--- Work to complete ---
Without altering a single character, set down all of the data below.

[Referring expression data]
▽
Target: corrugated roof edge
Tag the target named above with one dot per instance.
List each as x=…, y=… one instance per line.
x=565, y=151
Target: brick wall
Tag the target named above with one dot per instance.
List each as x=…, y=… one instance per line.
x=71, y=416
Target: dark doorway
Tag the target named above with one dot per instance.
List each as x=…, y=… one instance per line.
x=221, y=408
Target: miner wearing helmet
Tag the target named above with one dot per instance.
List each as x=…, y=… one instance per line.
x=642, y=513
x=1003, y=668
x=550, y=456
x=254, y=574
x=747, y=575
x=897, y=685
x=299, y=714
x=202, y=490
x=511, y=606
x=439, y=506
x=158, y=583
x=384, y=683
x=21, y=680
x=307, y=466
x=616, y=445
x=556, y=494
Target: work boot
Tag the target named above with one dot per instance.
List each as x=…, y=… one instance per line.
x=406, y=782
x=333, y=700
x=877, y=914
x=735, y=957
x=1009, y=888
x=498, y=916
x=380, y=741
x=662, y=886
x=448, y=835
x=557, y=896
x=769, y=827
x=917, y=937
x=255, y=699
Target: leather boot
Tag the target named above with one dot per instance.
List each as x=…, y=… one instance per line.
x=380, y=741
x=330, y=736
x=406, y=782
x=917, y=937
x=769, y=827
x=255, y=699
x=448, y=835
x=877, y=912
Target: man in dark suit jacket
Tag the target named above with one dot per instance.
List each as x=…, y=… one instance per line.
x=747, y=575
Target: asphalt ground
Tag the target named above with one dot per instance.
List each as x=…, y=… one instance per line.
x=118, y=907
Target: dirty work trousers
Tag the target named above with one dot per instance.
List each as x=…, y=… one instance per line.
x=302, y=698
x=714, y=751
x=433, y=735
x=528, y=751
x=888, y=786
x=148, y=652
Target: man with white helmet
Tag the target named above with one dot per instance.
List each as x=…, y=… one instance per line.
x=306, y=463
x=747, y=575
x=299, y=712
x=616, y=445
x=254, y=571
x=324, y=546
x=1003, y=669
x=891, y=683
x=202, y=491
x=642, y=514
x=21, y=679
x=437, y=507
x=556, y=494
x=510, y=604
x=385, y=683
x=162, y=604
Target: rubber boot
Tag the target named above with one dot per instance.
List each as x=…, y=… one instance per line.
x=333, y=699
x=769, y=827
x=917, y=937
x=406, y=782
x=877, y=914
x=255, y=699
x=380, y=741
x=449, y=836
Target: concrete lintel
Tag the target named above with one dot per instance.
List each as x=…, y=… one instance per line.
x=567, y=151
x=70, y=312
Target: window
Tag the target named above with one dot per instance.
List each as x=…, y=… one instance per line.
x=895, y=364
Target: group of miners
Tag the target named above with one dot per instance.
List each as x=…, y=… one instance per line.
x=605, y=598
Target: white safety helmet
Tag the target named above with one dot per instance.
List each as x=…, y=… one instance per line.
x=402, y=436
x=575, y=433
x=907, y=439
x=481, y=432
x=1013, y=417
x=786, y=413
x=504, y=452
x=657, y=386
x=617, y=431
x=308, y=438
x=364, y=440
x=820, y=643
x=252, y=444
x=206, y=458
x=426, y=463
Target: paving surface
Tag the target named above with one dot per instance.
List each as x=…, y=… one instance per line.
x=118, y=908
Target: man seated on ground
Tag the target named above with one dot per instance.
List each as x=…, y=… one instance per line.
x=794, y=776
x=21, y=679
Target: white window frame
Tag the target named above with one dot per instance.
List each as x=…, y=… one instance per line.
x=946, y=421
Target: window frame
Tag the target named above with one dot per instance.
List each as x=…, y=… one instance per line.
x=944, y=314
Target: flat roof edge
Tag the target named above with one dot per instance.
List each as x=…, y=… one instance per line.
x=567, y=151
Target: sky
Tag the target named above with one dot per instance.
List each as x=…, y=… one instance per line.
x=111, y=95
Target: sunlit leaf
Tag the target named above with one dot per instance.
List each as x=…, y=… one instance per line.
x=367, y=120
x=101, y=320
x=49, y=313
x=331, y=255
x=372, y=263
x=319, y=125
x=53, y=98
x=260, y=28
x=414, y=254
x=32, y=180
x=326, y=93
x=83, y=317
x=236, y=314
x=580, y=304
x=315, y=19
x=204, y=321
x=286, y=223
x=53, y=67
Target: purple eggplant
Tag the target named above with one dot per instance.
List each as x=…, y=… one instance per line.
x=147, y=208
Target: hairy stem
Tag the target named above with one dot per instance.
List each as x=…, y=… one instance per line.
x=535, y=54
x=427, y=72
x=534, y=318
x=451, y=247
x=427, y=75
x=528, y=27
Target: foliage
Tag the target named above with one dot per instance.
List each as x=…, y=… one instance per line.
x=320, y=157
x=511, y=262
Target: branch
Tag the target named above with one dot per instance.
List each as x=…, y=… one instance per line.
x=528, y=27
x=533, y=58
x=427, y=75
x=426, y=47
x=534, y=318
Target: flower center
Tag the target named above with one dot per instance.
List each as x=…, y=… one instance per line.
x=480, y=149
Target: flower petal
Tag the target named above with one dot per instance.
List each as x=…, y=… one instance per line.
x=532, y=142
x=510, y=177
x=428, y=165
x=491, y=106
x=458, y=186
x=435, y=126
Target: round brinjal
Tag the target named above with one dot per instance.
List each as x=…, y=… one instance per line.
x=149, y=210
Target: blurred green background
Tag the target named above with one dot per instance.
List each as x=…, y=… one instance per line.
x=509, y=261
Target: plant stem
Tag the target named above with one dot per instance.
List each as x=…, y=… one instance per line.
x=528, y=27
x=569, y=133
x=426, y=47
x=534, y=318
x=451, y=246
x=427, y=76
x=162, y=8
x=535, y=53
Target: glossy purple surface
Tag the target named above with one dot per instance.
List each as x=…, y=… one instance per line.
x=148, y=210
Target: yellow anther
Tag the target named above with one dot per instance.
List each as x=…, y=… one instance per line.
△
--- Response below ---
Target: corrugated roof edge
Tag the target named above with one dot per instance.
List each as x=…, y=… one instance per line.
x=565, y=151
Target: brick wall
Tag the target named above with one dot per instance.
List each as x=…, y=… one instance per line.
x=71, y=416
Target: dark doorway
Tag the target named above with one dot per instance.
List each as x=…, y=… one instance per line.
x=221, y=408
Target: miner wearing helmet
Tag the target named above with one dot per instance.
List each as x=…, y=… one instance per line.
x=642, y=513
x=1003, y=668
x=550, y=456
x=254, y=574
x=747, y=575
x=897, y=685
x=299, y=714
x=202, y=490
x=511, y=606
x=439, y=506
x=158, y=583
x=384, y=683
x=21, y=680
x=307, y=466
x=616, y=445
x=556, y=494
Target: work boot
Tag the target named above with one dot per instance.
List each as x=…, y=… one instance per line.
x=406, y=782
x=333, y=700
x=877, y=914
x=735, y=957
x=1009, y=888
x=498, y=916
x=380, y=741
x=662, y=886
x=448, y=835
x=557, y=896
x=769, y=827
x=917, y=937
x=255, y=699
Target: leather boot
Tag the target named above with one dot per instance.
List each as x=…, y=… one instance per line.
x=380, y=741
x=330, y=736
x=406, y=782
x=917, y=937
x=769, y=827
x=255, y=699
x=448, y=835
x=877, y=912
Target: man in dark suit jacket
Tag the target named above with one dot per instance.
List each as x=…, y=… one instance per line.
x=747, y=575
Target: asphalt ground
Tag the target named above with one dot per instance.
List each as x=…, y=… one instance per line.
x=118, y=907
Target: dirty work trousers
Tag the target named above with one dot per instance.
List each as x=…, y=… one instance per line.
x=302, y=698
x=714, y=751
x=433, y=735
x=528, y=751
x=888, y=786
x=148, y=652
Target: man with white helmet
Tag the target named above with one dot per instance.
List each as x=…, y=… one instance per line.
x=306, y=463
x=747, y=575
x=299, y=712
x=616, y=445
x=254, y=571
x=324, y=546
x=1003, y=669
x=891, y=683
x=202, y=491
x=642, y=514
x=21, y=679
x=437, y=507
x=556, y=494
x=510, y=604
x=385, y=683
x=162, y=604
Target: rubber boot
Tag the target named above with one dot per instance.
List each as x=…, y=… one instance per line.
x=333, y=699
x=769, y=827
x=917, y=937
x=406, y=782
x=877, y=914
x=255, y=699
x=380, y=741
x=449, y=836
Target: concrete lintel
Tag the target named above with one dot per instance.
List each as x=…, y=… one instance per line.
x=567, y=151
x=70, y=312
Target: window
Tag the target named above with one dot per instance.
List each as x=…, y=… one instance per line.
x=895, y=364
Target: group of miners
Tag the target named above with one dot per instance.
List each as x=…, y=… one instance per line.
x=605, y=598
Target: white safety helmet
Tag the target named above with one dot per instance.
List each as x=…, y=… one instance per line.
x=402, y=436
x=575, y=433
x=907, y=439
x=481, y=432
x=1013, y=417
x=786, y=413
x=504, y=452
x=657, y=386
x=617, y=431
x=308, y=438
x=364, y=440
x=820, y=643
x=252, y=444
x=206, y=458
x=426, y=463
Target: paving surface
Tag the target named above with one dot per instance.
List each as x=…, y=… one instance per line.
x=118, y=908
Target: man seated on ground
Tag the target named above with one dot per instance.
List each as x=…, y=… one instance per line.
x=794, y=776
x=21, y=679
Target: white window frame
Tag the target named above with one dot per instance.
List each as x=…, y=… one instance per line.
x=946, y=421
Target: window frame
Tag the target named above with one dot per instance.
List each as x=…, y=… one instance per line.
x=944, y=314
Target: flat roof edge
Tag the target named above with one dot per instance.
List each as x=…, y=… one instance per line.
x=567, y=151
Target: sky
Tag the target named above with one dot per instance.
List each as x=…, y=… one instance per line.
x=111, y=95
Target: sunlit leaf
Tag the target named above with one dot per instance.
List each as x=…, y=… one instance per line.
x=367, y=120
x=101, y=320
x=49, y=313
x=331, y=255
x=372, y=263
x=319, y=125
x=53, y=98
x=260, y=28
x=414, y=254
x=32, y=180
x=326, y=93
x=83, y=317
x=236, y=314
x=580, y=304
x=315, y=19
x=204, y=321
x=286, y=223
x=53, y=67
Target: purple eggplant
Tag the target named above with one dot per instance.
List each as x=…, y=… one instance per line.
x=147, y=208
Target: hairy stem
Tag the target named above with one dot per instance.
List each as x=…, y=… one instance per line.
x=535, y=54
x=427, y=72
x=534, y=318
x=451, y=247
x=427, y=75
x=528, y=27
Target: foliage
Tag the target named above with one dot per instance.
List each as x=…, y=… one instance per line.
x=320, y=157
x=511, y=262
Target: branch
Tag the target named above with one dot per instance.
List each as x=…, y=… one instance per line.
x=528, y=27
x=533, y=58
x=427, y=75
x=426, y=47
x=534, y=318
Target: flower center
Tag the target named above with one dot per instance.
List each as x=…, y=… one instance per line.
x=480, y=149
Target: flower petal
Tag the target named above with one dot per instance.
List each as x=…, y=… one instance per line.
x=532, y=142
x=510, y=177
x=428, y=165
x=491, y=106
x=458, y=186
x=435, y=126
Target: round brinjal
Tag the target named above with one dot per instance.
List each as x=…, y=… one instance per line.
x=149, y=210
Target: blurred green background
Tag the target named above with one dot per instance.
List each as x=…, y=… one instance per line.
x=509, y=261
Target: plant stem
Tag the target named above with one dot per instance.
List each as x=…, y=… one instance per line.
x=528, y=27
x=569, y=133
x=426, y=47
x=534, y=318
x=451, y=246
x=427, y=76
x=162, y=8
x=535, y=53
Target: glossy purple surface
Tag the target named above with one dot per instance.
List each as x=…, y=… one instance per line.
x=148, y=210
Target: yellow anther
Tag the target named above with one dot per instance.
List each as x=…, y=… one instance per line.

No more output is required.